● **Texte source**
========================================
Fil d'Ariane

Myanmar : les forces de sécurité impliquées dans des actes de torture, selon des enquêteurs de l’ONU

Le Mécanisme d’enquête indépendant pour le Myanmar (IIMM), créé par le Conseil des droits de l’homme des Nations Unies en 2018 pour analyser les preuves de violations graves du droit international, a déclaré que les victimes avaient été soumises à des coups, des chocs électriques, des strangulations et d’autres formes de torture, comme l’arrachage des ongles à l’aide de pinces.
Selon le document, ces actes de torture ont parfois entraîné la mort. Des enfants, souvent détenus illégalement à la place de leurs parents disparus, figuraient parmi les personnes torturées, précise le rapport.
« Nous avons découvert des preuves significatives, notamment des témoignages oculaires, montrant que des actes de torture systématiques sont commis dans les centres de détention du Myanmar », a déclaré dans un communiqué, Nicholas Koumjian, Chef du Mécanisme.
========================================
● **Liste fournie**

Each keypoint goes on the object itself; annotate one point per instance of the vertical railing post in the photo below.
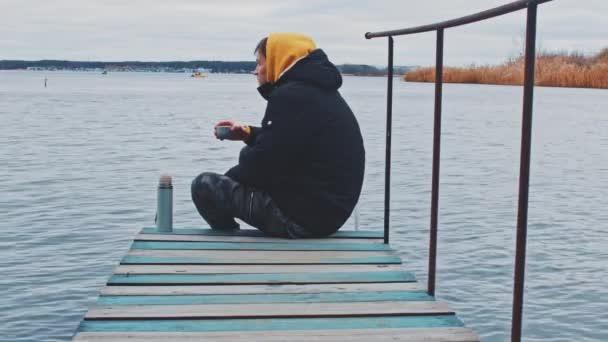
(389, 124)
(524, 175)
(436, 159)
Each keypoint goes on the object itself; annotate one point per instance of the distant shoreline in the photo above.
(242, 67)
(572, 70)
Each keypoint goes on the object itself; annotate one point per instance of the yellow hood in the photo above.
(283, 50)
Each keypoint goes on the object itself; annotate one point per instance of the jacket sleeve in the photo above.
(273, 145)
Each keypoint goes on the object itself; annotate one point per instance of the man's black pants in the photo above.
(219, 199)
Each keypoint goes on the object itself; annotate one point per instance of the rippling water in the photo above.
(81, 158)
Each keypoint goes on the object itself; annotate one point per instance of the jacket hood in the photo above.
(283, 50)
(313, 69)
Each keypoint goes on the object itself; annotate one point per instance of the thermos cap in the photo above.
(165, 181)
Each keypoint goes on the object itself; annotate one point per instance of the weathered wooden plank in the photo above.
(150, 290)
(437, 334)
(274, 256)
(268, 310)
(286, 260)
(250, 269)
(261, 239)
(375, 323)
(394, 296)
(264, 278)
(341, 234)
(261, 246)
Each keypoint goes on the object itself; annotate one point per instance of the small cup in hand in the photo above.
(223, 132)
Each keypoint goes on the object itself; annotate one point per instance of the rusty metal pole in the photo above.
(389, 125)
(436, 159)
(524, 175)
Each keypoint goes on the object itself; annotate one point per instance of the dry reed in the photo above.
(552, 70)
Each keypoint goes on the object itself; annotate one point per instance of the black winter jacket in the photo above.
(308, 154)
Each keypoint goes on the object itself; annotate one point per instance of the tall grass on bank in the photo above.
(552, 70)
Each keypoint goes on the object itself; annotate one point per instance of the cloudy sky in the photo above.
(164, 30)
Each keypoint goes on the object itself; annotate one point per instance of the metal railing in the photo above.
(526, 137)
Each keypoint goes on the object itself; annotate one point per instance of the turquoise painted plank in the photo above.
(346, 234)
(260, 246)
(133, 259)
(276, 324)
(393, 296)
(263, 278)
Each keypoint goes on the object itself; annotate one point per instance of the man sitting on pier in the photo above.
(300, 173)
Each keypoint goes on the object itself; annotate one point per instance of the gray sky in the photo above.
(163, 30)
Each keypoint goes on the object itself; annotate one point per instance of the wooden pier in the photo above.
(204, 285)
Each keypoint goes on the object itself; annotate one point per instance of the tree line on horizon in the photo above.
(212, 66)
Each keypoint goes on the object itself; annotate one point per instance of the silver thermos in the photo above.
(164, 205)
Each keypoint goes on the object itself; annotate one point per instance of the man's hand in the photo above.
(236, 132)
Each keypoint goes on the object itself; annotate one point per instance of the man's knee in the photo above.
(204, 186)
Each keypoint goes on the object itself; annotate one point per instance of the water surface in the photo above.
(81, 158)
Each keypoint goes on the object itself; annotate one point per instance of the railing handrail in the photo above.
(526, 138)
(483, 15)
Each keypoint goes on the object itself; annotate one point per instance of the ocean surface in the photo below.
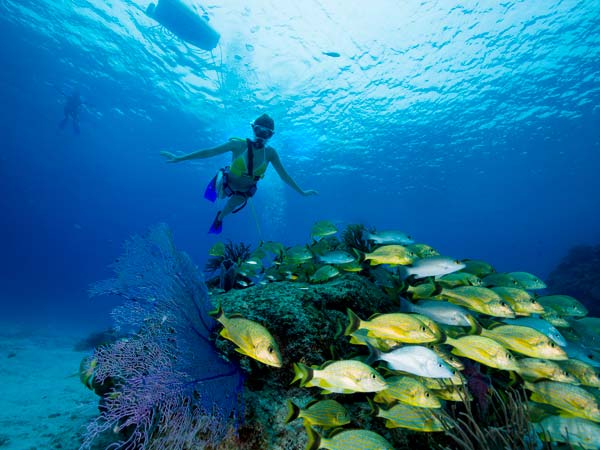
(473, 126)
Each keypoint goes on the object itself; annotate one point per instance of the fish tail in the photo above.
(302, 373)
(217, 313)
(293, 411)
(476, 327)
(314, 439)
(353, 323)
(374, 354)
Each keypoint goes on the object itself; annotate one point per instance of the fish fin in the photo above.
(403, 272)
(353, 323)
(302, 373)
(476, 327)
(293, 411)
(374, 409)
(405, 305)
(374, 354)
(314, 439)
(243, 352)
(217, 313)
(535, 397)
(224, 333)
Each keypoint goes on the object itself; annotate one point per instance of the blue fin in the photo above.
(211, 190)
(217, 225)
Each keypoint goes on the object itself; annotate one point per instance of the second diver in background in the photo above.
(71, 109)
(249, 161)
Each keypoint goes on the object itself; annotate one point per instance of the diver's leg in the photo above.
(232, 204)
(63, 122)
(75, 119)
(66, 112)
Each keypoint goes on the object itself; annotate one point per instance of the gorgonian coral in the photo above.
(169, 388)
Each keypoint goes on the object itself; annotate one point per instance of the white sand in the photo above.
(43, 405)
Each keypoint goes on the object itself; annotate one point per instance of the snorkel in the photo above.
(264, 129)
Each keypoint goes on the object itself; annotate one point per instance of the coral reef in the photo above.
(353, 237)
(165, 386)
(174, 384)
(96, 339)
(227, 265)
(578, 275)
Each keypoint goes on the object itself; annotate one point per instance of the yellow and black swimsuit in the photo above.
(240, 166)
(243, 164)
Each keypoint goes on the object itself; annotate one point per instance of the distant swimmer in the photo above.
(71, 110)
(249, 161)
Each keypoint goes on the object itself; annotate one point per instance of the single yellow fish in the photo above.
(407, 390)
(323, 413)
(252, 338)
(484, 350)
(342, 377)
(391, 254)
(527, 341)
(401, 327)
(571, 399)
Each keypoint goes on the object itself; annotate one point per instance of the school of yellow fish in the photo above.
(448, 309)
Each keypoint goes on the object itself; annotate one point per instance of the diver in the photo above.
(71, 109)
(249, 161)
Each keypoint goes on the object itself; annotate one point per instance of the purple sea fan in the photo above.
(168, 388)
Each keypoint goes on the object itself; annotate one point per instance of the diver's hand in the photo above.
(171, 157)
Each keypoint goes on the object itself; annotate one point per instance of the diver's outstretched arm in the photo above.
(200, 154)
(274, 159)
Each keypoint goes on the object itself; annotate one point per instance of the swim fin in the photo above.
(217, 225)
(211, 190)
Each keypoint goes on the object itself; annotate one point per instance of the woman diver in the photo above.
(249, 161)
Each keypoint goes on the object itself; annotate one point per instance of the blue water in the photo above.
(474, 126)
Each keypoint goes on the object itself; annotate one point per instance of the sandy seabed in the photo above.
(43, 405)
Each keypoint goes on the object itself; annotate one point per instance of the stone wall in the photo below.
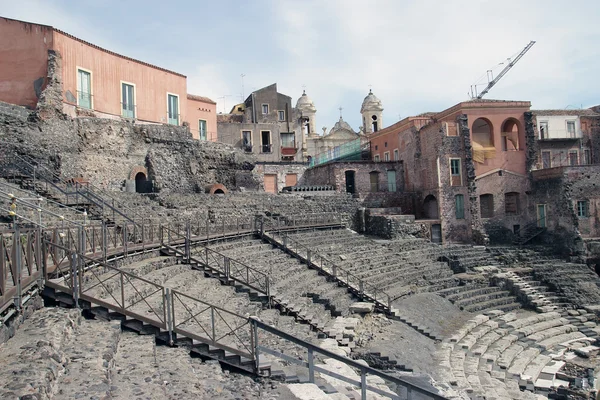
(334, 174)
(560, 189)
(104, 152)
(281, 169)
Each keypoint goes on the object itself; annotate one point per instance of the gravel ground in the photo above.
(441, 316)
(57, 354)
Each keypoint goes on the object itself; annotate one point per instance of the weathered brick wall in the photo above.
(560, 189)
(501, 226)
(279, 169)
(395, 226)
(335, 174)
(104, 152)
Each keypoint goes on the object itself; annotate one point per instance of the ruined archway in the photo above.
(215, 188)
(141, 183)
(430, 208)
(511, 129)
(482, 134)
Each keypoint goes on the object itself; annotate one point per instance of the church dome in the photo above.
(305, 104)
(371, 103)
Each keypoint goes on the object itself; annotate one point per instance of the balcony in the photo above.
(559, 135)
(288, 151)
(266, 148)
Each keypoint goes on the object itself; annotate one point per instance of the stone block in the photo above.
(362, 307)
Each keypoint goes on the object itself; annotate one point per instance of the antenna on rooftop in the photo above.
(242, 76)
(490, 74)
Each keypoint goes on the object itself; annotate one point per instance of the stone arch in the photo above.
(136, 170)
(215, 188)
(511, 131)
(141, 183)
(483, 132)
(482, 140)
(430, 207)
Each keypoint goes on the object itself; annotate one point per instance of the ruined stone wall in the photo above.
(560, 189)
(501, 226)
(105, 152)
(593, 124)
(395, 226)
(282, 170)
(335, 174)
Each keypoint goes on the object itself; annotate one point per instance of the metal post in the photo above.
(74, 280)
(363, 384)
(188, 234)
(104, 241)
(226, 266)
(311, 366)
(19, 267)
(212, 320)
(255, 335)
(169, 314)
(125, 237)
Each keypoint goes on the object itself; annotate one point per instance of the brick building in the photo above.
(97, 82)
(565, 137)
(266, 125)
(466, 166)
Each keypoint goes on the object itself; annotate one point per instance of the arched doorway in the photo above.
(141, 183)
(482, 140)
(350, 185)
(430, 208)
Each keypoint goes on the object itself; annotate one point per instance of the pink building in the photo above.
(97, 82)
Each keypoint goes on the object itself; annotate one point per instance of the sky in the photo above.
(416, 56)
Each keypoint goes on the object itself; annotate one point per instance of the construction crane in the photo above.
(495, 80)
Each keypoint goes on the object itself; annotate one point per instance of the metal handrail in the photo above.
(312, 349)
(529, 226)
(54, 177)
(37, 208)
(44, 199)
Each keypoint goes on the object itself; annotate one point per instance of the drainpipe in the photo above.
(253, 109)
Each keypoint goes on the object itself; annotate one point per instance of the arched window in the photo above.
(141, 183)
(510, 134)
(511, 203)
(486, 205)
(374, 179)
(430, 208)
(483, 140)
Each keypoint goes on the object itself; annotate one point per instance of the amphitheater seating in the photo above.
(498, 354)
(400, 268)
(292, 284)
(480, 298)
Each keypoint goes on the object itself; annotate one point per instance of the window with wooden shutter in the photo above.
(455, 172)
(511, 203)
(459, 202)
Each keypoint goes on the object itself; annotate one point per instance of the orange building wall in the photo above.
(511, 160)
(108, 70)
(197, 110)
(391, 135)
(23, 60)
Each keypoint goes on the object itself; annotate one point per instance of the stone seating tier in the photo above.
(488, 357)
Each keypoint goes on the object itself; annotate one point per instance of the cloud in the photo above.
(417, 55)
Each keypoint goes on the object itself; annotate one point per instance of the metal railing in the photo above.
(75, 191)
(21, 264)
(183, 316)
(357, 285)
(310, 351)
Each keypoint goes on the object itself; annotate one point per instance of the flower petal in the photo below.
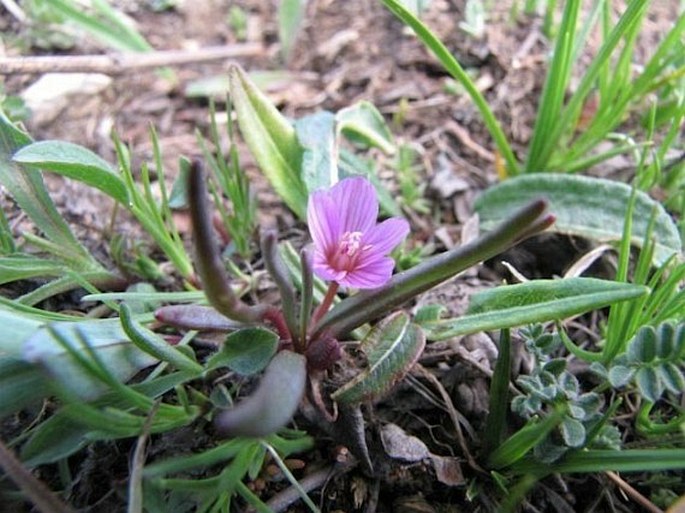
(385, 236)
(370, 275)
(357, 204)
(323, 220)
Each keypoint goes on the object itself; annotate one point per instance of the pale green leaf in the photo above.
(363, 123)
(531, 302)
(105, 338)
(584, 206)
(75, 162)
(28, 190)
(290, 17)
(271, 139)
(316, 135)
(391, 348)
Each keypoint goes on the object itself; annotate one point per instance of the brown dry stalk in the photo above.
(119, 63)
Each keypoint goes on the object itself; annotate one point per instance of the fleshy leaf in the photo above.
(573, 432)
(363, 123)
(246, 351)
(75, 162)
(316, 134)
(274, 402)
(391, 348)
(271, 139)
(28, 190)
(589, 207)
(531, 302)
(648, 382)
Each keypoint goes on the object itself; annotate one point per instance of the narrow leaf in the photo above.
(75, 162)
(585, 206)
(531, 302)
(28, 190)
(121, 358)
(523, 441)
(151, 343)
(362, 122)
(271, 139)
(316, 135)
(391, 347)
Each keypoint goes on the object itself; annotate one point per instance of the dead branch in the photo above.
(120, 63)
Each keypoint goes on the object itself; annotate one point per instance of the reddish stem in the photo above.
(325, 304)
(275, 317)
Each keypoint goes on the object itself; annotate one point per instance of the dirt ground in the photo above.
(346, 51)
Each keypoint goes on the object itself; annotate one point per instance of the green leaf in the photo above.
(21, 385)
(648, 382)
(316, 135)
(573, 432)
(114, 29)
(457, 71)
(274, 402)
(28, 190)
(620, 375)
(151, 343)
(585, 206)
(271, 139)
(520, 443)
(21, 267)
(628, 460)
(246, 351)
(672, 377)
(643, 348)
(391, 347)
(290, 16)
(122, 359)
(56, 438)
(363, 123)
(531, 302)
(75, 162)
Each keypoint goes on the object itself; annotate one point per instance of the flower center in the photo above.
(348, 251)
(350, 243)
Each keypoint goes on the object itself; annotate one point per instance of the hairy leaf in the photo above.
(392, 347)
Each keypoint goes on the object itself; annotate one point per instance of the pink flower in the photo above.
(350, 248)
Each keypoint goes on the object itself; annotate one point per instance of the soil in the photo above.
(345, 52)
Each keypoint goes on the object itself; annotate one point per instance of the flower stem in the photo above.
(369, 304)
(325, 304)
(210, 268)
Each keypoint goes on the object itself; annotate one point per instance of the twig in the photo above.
========================================
● **Actions demandées**
- A) Extrayez du texte source le passage qui commence par les mots contenant « Fil d'Ariane » et se termine par « l’aide de pinces. ».
- B) D'après le texte source, en quelle année le Conseil des droits de l'homme des Nations Unies a-t-il créé le Mécanisme d'enquête indépendant pour le Myanmar ?
Basez-vous uniquement sur le texte source.

● **Réponses par tâche**
- A)
Fil d'Ariane

Myanmar : les forces de sécurité impliquées dans des actes de torture, selon des enquêteurs de l’ONU

Le Mécanisme d’enquête indépendant pour le Myanmar (IIMM), créé par le Conseil des droits de l’homme des Nations Unies en 2018 pour analyser les preuves de violations graves du droit international, a déclaré que les victimes avaient été soumises à des coups, des chocs électriques, des strangulations et d’autres formes de torture, comme l’arrachage des ongles à l’aide de pinces.

- B) En 2018.